- THE PROBLEM
Reproduce the lines below word for word, leaving out the pictures.

- RECORD EXTRACTS
•••

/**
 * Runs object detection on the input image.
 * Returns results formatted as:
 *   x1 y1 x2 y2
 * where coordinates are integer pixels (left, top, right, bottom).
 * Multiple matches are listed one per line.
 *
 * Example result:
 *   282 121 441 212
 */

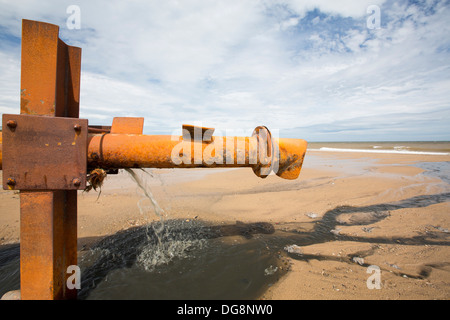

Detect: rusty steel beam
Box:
16 20 81 300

•••

- REPLY TO THE TASK
/**
 * Runs object detection on the input image.
 * Returns results formatted as:
 *   x1 y1 x2 y2
 * where coordinates are integer pixels (left, top, right, bottom).
 * Multiple matches are listed one per line.
 *
 * Example result:
 *   282 121 441 212
 */


Detect: rusty steel beam
Box:
16 20 81 300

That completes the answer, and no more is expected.